━━━ Page extract

After cutting those expenses, Marathon will be able to break even with oil at $40 per barrel. Fortunately, Marathon was able to hedge 100,000 barrels per day of its second-quarter oil production.
Under the deal, it will receive an average of $30.73 per barrel for 60,000 barrels per day and an average of at least $32.89 per barrel for 40,000 barrels per day. In the fourth quarter of 2019, the company produced an average of 196,000 barrels of oil per day. But given Marathon’s low production costs and its hedging, its Q2 losses should be manageable.
The picture improves further in Q2 and Q3. It has hedged 80,000 barrels per day at an average minimum price of $55 per barrel for both quarters.
Oil Prices Look Set to Climb
Around the world, some shutdowns have started to ease. In Europe, Austria, Denmark, Norway and the Czech Republic are among the nations planning to ease their lockdowns during the week of April 20. The governor of Texas has said that he would issue an executive order this week, establishing parameters to ease the state’s closures.

━━━━━━
━━━ Data lines

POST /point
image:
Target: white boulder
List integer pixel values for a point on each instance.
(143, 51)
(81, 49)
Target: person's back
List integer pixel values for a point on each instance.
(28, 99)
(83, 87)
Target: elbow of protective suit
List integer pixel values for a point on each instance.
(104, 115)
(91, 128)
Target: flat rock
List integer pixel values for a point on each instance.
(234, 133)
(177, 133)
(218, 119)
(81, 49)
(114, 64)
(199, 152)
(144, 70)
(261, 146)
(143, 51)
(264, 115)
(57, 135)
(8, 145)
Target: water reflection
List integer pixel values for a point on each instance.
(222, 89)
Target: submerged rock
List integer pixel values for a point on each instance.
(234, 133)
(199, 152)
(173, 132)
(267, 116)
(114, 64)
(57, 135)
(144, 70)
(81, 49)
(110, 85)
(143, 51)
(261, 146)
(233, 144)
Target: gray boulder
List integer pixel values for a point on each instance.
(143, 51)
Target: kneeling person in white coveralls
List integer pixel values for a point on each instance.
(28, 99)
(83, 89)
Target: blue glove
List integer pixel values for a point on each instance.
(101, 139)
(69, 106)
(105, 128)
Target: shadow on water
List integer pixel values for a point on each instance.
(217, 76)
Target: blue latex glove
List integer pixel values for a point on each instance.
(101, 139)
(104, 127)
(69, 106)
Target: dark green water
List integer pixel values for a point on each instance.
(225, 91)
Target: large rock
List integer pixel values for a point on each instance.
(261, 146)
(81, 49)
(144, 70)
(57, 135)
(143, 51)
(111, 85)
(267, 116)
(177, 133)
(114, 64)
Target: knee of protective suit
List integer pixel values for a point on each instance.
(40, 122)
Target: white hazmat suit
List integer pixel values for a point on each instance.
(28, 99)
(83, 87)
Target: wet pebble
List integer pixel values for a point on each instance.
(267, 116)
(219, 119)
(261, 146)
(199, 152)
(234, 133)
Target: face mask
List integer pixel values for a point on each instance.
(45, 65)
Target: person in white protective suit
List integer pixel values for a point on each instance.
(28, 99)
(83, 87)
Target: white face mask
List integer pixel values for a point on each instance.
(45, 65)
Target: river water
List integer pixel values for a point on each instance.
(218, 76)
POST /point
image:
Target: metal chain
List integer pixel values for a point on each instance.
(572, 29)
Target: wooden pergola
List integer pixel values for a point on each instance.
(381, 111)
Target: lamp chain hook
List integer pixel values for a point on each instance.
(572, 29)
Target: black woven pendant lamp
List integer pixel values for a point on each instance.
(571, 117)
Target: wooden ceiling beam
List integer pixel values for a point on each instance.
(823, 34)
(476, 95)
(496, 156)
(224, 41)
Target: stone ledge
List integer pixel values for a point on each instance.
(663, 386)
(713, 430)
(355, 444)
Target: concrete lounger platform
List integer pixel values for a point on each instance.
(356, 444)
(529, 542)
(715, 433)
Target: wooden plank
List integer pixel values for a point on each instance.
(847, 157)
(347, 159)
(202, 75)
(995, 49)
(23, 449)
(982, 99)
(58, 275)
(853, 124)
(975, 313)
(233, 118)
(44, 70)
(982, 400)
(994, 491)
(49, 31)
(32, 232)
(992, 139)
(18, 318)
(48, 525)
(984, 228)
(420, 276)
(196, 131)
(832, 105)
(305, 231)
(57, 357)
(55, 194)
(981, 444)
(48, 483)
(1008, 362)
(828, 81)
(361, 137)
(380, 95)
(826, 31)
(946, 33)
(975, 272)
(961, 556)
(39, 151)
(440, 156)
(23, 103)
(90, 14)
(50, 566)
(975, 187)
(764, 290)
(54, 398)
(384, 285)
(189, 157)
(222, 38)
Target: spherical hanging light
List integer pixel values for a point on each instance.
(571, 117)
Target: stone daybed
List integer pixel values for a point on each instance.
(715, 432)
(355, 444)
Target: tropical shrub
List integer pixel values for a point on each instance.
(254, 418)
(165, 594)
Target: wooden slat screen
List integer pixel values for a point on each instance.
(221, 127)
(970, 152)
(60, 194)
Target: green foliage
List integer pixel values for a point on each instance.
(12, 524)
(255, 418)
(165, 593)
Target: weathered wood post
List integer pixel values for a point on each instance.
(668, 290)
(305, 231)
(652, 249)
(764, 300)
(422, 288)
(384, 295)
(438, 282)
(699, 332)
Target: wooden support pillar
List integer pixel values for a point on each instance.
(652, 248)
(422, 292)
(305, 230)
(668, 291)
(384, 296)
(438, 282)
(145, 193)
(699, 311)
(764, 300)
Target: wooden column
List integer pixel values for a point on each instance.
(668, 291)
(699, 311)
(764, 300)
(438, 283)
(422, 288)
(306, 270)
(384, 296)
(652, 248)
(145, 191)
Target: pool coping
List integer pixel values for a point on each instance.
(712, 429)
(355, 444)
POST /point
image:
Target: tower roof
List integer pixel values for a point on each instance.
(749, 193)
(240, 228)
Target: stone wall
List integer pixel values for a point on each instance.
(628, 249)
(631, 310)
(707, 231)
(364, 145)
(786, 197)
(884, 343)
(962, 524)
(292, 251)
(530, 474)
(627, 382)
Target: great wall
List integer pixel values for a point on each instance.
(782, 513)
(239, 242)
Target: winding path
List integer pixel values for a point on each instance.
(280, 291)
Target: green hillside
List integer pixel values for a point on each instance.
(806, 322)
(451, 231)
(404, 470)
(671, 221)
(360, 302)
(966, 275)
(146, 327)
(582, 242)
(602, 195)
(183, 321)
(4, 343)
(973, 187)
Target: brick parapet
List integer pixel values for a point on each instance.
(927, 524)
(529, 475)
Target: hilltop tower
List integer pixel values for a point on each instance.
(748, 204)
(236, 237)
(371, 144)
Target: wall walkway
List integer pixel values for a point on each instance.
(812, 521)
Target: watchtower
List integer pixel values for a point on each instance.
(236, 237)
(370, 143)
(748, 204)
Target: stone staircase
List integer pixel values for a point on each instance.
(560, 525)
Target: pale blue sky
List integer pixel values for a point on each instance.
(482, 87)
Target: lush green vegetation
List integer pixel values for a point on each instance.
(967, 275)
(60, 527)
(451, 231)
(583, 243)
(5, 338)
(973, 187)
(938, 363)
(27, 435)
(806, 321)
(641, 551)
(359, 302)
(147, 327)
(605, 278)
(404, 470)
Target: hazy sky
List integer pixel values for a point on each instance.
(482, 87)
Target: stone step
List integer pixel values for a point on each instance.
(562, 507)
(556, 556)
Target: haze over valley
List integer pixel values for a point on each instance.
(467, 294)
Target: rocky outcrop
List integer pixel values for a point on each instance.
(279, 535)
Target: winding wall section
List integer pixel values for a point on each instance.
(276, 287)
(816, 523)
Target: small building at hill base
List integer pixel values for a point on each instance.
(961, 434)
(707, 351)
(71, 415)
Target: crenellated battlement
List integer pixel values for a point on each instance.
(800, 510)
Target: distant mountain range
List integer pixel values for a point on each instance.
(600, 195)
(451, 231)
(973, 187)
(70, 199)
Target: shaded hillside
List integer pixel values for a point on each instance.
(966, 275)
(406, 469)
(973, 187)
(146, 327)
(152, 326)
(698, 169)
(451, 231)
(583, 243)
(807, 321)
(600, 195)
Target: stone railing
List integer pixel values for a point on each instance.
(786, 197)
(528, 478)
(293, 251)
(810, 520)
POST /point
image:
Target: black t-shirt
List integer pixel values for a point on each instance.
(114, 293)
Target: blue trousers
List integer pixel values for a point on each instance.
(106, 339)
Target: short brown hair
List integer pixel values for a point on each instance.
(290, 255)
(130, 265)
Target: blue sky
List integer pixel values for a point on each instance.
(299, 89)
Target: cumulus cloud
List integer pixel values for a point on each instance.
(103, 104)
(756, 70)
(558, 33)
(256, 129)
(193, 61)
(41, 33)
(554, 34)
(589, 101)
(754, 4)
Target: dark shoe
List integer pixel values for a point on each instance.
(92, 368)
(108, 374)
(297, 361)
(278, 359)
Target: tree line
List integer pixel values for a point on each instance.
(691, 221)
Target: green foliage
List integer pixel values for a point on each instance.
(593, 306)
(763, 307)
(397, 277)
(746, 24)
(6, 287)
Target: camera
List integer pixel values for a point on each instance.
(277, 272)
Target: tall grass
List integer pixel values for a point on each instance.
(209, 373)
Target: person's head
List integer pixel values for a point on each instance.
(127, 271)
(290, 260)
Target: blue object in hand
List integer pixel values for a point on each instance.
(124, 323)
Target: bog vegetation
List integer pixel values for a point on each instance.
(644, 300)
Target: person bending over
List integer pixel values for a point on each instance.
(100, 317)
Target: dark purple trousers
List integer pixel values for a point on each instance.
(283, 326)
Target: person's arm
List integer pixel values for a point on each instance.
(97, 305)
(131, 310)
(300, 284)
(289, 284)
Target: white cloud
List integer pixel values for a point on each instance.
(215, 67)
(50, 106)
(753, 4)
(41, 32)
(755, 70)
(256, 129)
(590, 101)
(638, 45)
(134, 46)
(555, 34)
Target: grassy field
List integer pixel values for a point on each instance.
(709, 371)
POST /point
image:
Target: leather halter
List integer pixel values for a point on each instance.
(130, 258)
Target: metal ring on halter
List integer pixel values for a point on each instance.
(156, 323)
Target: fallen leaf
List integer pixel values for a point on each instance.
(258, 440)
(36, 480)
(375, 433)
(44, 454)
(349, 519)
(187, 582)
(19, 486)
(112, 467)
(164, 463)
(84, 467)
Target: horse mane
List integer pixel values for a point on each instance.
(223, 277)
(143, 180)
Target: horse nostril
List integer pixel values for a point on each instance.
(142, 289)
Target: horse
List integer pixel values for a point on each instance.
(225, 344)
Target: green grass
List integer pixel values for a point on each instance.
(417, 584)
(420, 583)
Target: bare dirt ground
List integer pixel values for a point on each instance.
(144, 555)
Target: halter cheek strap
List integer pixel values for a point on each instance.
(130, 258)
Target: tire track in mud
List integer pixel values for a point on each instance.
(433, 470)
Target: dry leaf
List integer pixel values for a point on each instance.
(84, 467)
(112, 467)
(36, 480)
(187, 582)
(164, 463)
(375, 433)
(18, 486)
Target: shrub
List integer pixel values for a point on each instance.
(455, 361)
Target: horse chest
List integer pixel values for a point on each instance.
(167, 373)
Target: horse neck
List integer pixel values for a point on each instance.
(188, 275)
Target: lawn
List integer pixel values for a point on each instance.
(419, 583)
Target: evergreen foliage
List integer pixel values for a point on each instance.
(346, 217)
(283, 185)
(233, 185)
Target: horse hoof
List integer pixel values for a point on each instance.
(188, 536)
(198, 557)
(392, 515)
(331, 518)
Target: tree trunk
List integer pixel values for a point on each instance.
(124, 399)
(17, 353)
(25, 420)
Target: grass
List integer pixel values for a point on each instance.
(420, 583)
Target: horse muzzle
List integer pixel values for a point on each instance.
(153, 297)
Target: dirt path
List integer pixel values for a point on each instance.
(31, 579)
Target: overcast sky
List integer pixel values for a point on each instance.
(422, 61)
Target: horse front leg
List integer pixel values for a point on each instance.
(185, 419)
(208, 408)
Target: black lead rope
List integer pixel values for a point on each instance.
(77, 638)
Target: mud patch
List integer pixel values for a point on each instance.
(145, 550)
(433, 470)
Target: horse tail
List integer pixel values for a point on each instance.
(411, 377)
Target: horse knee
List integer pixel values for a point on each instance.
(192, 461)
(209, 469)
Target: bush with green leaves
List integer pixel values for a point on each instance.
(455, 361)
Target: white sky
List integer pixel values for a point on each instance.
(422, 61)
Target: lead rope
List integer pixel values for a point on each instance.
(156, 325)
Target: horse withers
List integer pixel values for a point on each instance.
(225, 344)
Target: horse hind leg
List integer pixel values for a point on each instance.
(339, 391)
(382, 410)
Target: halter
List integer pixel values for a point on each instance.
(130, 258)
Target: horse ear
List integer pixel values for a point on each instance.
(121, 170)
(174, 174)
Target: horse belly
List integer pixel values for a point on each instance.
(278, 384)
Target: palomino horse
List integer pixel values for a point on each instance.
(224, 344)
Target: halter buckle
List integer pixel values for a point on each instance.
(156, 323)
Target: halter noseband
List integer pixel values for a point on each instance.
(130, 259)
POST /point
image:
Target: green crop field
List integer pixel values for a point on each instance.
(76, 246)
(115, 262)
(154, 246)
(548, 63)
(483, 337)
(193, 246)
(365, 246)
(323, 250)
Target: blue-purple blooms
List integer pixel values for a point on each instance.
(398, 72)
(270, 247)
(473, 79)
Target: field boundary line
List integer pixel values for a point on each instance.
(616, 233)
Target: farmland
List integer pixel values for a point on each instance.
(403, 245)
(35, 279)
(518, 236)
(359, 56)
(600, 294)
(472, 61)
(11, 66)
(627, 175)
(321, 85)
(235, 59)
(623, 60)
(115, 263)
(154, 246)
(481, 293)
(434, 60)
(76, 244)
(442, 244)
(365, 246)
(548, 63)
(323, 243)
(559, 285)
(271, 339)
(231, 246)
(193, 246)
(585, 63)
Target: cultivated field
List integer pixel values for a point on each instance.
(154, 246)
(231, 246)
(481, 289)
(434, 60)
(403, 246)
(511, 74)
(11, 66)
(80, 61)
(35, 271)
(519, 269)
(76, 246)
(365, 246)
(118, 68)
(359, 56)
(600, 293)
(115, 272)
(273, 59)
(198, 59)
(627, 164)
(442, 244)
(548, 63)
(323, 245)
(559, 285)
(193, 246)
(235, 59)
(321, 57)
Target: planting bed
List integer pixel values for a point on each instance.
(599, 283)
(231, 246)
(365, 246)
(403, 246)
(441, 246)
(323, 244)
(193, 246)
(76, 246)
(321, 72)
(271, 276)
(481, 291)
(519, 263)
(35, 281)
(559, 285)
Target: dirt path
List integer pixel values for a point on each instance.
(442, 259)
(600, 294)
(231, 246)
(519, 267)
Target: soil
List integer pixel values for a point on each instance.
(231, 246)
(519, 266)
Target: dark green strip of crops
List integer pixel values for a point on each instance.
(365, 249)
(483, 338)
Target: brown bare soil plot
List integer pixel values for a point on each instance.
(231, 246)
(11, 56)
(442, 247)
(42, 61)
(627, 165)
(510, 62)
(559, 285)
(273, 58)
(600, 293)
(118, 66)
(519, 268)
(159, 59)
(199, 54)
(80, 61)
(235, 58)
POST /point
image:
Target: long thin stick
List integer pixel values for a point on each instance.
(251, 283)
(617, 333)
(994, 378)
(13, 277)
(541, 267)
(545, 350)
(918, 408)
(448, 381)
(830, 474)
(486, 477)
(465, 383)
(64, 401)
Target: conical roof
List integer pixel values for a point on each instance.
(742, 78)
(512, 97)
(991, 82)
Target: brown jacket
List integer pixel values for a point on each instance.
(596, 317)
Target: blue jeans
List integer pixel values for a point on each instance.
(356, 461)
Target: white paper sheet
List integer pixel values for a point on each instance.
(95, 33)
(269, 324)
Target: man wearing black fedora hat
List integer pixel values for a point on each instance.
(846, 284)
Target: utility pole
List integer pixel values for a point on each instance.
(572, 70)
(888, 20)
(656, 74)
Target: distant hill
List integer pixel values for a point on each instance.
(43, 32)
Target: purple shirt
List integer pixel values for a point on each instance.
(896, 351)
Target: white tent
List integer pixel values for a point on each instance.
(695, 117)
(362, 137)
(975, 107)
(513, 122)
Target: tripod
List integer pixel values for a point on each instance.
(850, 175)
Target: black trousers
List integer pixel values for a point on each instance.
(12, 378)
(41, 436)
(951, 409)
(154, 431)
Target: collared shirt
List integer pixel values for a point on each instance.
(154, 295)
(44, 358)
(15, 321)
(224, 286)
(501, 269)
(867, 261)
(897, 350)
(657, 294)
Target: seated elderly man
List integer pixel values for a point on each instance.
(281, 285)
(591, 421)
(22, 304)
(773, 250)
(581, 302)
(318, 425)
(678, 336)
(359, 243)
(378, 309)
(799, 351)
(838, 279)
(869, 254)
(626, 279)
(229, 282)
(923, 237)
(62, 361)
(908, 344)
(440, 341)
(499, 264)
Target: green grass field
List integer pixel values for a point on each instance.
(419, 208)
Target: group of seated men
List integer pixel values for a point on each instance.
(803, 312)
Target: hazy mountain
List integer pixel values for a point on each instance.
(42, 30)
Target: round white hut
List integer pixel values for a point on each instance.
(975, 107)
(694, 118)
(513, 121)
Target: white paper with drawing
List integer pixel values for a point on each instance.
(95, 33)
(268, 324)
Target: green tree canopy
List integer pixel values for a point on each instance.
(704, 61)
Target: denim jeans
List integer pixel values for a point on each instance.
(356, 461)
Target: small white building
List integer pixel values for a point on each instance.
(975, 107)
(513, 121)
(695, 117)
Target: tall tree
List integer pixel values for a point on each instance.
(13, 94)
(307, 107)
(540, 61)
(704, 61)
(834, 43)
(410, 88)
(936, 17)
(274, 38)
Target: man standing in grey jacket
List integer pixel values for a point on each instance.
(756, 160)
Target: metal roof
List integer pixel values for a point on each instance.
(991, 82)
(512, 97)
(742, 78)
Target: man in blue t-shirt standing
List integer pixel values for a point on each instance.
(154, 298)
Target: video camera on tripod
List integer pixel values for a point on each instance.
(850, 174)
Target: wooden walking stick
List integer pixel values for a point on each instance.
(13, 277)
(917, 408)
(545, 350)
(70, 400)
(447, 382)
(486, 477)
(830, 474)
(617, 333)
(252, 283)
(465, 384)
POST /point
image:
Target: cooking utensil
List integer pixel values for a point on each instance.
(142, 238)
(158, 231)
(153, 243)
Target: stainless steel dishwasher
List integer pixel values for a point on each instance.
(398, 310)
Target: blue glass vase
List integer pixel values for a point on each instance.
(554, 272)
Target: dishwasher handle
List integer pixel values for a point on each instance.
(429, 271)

━━━━━━

Exercise task 1
Translate this sentence from the Marathon passage into Spanish: "Around the world, some shutdowns have started to ease."
Exercise task 2
Summarize the Marathon passage in two sentences.
Exercise task 3
According to the Marathon passage, how many barrels of oil per day did the company produce on average in the fourth quarter of 2019?

Problem solution 1
En todo el mundo, algunos cierres han comenzado a flexibilizarse.

Problem solution 2
After cutting expenses, Marathon will be able to break even with oil at $40 per barrel, and it has hedged 100,000 barrels per day of its second-quarter oil production, so its Q2 losses should be manageable. Meanwhile, some shutdowns around the world have started to ease, with several European nations and the state of Texas planning to relax their closures.

Problem solution 3
It produced an average of 196,000 barrels of oil per day.